§ Page excerpt
Sunday, December 2, 2012

Little Meals aren't always Possible

Let me tell you about the assault trial I was involved in.

Last Friday, I showed up for jury duty around 8 AM. Since the court was having some technical difficulties, we had to wait an hour just to get started hearing instructions from the judge. By the time the lawyers got a satisfactory jury put together, it was noon.

The trial commenced after lunch at 1:30. From then until 8 PM, with a few short breaks, we listened to witnesses, arguments, lots of objections, and instructions from the court. We deliberated for about ten minutes and found the defendant not guilty on both charges. We agreed that the evidence just wasn't there (we were surprised the case even got to court), and that the three feuding neighbors deserved each other.

On a day like that, needing frequent little meals would have been a major inconvenience. Our breaks weren't long enough for us to go out for a snack, unless it was to a vending machine. There wasn't anyplace to store food that needed refrigeration. A person could have taken some snacks, but I don't think any of us foresaw being there until 8 PM. Likewise, people in certain occupations face simple matters that turn into long slogs that they can't just take a snack break from: surgeons, fire fighters, police officers, soldiers, parents, and probably dozens of others.

§ Set of tasks
[1] Answer these questions about the jury duty post:
(a) At what time did the writer arrive for jury duty?
(b) At what time did the trial begin?
(c) For about how long did the jury deliberate?
[2] Copy out the jury duty post from "Sunday, December 2, 2012" up to and including "it was noon.".
[3] According to the jury duty post, why would needing frequent little meals have been a major inconvenience that day? Answer in one to three sentences.

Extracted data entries
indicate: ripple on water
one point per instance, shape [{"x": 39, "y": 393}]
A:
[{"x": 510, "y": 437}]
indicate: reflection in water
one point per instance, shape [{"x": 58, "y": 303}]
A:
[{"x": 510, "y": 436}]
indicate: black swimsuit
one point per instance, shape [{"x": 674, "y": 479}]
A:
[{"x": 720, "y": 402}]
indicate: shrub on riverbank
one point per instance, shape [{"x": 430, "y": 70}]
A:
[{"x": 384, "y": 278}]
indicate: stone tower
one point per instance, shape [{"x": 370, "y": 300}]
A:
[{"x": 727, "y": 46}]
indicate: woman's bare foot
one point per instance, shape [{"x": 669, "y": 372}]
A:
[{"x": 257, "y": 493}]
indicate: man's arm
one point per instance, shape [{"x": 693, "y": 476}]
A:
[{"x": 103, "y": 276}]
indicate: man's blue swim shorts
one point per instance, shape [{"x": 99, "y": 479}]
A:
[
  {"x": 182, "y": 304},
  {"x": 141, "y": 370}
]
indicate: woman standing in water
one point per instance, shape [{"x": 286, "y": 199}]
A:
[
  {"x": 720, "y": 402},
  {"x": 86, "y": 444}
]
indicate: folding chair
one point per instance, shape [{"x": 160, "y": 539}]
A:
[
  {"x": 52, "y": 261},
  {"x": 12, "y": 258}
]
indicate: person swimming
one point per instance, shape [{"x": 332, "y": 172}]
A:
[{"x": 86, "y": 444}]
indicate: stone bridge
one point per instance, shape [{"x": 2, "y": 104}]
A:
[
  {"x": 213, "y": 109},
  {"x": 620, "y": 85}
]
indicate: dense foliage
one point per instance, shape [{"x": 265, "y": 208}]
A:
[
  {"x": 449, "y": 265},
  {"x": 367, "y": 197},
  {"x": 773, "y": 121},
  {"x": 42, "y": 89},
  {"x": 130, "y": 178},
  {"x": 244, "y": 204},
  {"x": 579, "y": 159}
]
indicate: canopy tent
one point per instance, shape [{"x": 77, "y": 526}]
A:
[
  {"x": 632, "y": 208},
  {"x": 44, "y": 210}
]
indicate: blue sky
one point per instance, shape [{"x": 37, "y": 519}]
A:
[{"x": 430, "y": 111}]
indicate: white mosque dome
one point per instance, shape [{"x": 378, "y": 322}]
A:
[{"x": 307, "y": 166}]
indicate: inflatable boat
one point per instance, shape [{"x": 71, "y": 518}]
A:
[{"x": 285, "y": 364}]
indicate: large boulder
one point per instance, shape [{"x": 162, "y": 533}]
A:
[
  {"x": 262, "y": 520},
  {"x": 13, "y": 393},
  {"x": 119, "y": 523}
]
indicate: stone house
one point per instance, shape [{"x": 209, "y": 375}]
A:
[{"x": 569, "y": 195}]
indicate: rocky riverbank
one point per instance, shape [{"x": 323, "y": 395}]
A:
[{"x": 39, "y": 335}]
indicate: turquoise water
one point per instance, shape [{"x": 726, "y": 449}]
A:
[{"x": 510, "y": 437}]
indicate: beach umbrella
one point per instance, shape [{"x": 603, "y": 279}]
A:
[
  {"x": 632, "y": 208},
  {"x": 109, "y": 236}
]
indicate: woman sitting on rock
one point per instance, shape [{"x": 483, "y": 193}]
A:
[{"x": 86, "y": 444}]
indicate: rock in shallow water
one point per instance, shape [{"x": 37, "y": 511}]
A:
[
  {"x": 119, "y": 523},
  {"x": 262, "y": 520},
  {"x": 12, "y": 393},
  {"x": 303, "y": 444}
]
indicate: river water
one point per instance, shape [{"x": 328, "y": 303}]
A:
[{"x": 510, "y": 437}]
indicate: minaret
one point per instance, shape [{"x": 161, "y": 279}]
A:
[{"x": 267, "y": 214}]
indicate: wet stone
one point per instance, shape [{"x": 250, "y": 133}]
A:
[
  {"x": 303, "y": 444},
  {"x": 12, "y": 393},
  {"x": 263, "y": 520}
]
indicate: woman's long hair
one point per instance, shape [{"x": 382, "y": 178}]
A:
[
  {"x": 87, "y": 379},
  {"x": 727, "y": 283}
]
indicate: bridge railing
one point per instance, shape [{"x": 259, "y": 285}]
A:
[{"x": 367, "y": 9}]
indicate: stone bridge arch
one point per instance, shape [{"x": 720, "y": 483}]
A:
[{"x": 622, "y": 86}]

==

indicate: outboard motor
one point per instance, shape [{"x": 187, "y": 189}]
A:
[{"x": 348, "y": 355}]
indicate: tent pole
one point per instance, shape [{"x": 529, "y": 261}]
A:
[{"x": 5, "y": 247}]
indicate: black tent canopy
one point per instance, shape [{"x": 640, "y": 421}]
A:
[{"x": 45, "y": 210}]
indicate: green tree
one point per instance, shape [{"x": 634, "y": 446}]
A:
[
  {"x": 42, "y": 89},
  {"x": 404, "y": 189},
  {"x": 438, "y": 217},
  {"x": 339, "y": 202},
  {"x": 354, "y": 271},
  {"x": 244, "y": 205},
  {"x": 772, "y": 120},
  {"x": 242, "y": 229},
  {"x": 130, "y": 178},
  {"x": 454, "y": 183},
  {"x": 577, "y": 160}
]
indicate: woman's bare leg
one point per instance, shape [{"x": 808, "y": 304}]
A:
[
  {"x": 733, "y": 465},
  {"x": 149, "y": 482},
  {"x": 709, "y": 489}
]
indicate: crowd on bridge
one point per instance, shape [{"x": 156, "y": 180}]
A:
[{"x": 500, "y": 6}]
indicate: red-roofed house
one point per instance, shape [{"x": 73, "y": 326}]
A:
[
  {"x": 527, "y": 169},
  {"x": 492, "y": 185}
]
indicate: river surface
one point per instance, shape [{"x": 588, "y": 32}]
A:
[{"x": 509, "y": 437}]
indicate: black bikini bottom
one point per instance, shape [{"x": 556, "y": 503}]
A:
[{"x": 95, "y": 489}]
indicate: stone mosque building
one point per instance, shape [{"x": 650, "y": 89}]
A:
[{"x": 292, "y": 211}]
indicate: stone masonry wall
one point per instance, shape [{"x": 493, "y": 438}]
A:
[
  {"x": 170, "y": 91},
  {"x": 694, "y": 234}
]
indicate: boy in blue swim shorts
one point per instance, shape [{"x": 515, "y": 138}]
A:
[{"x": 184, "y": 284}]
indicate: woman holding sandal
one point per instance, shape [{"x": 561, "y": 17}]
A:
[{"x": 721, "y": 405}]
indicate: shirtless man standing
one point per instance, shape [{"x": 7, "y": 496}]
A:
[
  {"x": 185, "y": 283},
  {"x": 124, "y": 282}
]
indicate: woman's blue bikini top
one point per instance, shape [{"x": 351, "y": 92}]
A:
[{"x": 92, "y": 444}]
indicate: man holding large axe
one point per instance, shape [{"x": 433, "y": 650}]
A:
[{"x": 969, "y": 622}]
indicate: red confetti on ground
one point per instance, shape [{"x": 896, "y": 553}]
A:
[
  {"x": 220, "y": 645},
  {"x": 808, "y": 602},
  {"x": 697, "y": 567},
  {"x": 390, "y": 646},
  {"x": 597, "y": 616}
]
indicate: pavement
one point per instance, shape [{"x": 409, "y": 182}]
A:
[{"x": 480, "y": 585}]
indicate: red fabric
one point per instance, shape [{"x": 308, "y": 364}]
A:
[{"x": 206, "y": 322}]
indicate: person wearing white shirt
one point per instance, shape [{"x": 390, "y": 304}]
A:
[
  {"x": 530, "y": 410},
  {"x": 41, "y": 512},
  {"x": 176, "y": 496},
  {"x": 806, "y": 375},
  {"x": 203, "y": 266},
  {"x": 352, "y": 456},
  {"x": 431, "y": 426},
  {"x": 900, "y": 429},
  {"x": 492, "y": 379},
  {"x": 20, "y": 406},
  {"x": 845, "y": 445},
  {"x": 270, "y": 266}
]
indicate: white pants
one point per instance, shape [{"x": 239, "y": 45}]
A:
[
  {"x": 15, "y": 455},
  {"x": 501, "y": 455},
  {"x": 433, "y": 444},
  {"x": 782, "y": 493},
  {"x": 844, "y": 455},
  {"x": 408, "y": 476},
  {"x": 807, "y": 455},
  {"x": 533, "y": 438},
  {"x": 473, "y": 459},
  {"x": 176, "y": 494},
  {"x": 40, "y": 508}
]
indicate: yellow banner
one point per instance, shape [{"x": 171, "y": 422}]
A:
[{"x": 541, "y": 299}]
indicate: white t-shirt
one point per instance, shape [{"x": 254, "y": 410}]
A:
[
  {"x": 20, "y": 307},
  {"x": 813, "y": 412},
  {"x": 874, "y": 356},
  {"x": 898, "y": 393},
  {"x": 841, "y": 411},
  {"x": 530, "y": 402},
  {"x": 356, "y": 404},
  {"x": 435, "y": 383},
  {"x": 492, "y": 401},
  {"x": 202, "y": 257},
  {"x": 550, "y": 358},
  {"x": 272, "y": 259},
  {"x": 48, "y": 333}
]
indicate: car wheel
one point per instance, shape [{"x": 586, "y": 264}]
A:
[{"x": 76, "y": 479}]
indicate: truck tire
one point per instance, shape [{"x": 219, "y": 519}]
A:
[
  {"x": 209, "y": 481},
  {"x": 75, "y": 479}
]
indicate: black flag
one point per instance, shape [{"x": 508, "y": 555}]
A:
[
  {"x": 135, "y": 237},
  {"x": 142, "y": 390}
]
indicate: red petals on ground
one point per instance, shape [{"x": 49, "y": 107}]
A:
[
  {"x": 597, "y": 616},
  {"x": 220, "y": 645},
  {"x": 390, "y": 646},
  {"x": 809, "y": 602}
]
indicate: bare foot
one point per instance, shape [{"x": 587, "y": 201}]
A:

§ Exercise solutions
[1]
(a) Around 8 AM.
(b) At 1:30, after lunch.
(c) About ten minutes.

[2]
Sunday, December 2, 2012

Little Meals aren't always Possible

Let me tell you about the assault trial I was involved in.

Last Friday, I showed up for jury duty around 8 AM. Since the court was having some technical difficulties, we had to wait an hour just to get started hearing instructions from the judge. By the time the lawyers got a satisfactory jury put together, it was noon.

[3] The breaks were too short to go out for a snack except to a vending machine, and there was no place to store food that needed refrigeration. Bringing snacks was possible, but the writer doesn't think any of the jurors foresaw being there until 8 PM.